• [SUPPLIED MATERIAL]

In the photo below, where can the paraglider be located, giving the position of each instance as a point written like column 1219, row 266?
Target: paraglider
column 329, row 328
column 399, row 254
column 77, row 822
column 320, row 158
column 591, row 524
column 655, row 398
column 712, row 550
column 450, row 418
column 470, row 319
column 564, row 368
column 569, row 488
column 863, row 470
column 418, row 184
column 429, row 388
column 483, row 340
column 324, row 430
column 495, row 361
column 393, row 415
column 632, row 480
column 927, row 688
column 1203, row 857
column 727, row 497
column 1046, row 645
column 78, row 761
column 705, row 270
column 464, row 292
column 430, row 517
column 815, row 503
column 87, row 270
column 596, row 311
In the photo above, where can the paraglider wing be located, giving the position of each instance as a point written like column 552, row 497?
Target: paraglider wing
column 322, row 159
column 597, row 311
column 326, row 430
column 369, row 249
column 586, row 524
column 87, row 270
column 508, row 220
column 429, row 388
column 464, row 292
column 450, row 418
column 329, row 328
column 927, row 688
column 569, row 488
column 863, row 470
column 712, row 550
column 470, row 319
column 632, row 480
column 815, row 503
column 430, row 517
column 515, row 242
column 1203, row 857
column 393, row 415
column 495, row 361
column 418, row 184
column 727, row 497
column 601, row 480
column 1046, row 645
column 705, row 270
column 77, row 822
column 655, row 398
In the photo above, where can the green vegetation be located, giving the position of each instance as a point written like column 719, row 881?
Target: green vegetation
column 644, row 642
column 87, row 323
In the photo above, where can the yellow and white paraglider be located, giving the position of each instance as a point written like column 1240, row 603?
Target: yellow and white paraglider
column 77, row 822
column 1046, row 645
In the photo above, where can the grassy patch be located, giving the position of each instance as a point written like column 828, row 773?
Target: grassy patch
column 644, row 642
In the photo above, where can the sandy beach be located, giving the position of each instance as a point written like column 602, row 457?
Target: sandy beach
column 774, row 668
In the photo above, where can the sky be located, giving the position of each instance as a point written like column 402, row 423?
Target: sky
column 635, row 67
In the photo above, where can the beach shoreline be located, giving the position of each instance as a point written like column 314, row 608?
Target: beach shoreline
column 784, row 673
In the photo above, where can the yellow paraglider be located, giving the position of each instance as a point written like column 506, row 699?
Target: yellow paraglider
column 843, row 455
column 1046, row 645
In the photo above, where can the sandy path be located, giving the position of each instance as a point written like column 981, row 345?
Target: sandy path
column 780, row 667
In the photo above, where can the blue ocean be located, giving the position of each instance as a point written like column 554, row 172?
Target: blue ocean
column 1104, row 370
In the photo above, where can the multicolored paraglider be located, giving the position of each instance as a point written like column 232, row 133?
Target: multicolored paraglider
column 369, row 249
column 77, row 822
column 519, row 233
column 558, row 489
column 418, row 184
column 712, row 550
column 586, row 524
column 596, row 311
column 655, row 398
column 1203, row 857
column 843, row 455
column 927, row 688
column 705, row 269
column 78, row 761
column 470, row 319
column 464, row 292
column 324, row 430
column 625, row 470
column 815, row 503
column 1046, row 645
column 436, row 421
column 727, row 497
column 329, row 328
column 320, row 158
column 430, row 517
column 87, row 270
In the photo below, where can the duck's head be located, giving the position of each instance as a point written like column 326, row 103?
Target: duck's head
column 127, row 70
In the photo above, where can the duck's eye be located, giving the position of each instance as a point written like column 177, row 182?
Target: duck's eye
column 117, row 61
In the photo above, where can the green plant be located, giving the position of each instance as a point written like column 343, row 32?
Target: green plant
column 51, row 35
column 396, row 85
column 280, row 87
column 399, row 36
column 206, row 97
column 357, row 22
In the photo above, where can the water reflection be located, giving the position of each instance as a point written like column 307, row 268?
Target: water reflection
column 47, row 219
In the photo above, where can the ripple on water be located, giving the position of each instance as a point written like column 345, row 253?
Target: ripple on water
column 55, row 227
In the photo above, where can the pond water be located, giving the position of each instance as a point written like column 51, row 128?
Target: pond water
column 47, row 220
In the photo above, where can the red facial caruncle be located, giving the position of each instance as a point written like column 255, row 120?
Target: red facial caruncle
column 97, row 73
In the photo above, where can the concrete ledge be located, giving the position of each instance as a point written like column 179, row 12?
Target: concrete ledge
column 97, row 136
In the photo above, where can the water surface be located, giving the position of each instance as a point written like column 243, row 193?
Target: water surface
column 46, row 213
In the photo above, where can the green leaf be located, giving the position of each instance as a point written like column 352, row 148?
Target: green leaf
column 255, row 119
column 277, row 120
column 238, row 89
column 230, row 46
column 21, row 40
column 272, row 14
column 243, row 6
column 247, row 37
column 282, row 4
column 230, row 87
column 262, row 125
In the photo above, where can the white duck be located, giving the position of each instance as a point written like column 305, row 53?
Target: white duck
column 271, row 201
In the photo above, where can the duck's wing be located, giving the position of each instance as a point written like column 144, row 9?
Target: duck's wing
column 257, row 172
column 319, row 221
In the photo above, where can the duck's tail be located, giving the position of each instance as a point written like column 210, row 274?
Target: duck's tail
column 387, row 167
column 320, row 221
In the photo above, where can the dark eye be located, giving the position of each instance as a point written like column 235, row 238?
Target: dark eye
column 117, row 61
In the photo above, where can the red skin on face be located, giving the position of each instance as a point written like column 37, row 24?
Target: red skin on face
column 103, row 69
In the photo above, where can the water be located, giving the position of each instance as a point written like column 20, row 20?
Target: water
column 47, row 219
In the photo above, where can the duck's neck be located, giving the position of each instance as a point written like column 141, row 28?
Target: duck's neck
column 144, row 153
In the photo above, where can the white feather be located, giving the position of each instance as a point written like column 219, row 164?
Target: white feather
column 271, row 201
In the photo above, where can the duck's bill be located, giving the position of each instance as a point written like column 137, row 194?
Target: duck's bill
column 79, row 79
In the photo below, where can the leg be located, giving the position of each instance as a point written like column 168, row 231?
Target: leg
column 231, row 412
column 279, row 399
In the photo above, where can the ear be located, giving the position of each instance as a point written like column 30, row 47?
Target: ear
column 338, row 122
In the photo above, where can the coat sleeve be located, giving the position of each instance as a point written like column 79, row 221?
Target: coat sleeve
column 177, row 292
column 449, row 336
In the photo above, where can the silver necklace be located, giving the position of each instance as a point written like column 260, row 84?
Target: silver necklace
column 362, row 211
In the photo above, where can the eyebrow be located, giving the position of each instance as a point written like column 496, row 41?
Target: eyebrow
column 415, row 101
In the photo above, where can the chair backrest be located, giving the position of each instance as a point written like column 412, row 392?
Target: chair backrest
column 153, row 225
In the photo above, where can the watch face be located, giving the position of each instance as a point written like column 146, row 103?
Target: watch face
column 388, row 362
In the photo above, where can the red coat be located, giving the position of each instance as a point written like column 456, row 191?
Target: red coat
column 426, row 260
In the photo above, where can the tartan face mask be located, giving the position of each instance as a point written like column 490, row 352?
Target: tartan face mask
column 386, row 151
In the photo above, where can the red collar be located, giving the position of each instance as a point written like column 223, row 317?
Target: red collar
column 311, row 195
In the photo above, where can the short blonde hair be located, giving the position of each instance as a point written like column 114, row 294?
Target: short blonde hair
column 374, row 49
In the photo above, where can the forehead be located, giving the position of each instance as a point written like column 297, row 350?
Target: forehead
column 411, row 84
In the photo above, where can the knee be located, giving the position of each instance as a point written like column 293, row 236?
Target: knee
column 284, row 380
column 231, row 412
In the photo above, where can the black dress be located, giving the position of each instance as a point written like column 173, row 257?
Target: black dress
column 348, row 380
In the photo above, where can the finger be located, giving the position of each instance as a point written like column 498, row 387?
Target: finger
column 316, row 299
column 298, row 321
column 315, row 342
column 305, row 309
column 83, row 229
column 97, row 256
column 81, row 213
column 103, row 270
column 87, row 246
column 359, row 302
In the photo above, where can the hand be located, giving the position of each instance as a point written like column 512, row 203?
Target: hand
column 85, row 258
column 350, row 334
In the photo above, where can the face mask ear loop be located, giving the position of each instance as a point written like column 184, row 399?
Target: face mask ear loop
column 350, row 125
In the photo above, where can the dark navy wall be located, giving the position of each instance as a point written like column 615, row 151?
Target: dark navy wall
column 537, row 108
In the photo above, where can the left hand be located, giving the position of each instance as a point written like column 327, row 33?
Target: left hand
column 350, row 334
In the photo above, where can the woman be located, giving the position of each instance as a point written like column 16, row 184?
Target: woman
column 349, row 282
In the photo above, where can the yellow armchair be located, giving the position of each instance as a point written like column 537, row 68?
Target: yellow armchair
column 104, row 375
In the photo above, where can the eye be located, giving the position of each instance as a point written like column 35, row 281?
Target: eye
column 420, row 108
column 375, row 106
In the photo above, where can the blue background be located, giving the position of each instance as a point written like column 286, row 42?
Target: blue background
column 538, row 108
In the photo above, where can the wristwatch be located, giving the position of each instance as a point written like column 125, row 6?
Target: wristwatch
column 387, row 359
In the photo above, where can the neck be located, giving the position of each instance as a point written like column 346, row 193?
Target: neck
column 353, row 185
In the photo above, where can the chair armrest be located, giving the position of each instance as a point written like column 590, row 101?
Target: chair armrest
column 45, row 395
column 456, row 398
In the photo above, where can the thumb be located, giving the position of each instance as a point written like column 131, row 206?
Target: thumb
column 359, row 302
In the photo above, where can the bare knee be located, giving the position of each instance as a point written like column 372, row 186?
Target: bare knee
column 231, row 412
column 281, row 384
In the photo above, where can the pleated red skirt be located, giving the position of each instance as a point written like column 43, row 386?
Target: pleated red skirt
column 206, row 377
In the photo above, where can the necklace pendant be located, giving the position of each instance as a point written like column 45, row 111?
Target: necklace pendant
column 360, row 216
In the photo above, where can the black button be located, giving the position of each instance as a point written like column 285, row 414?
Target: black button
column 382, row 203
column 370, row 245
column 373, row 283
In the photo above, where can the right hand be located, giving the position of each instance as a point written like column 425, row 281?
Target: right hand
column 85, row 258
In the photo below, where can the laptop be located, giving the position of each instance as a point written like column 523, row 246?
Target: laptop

• [TASK TO CARRY OUT] Give back, unchanged, every line from the one with "In the photo above, where can the necklace" to the end of the entries above.

• [PROBLEM SOLUTION]
In the photo above, where can the necklace pendant be located, giving the position of each instance as a point written like column 45, row 111?
Target: necklace pendant
column 360, row 216
In the photo above, where can the black button be located, giving the position of each instance as a point written like column 285, row 414?
Target: black button
column 382, row 203
column 370, row 245
column 373, row 283
In the photo above, where can the right hand be located, giving the position of each instance as a point written like column 425, row 281?
Target: right hand
column 85, row 258
In the photo below, where can the laptop be located, giving the position of each instance as a point written like column 523, row 246?
Target: laptop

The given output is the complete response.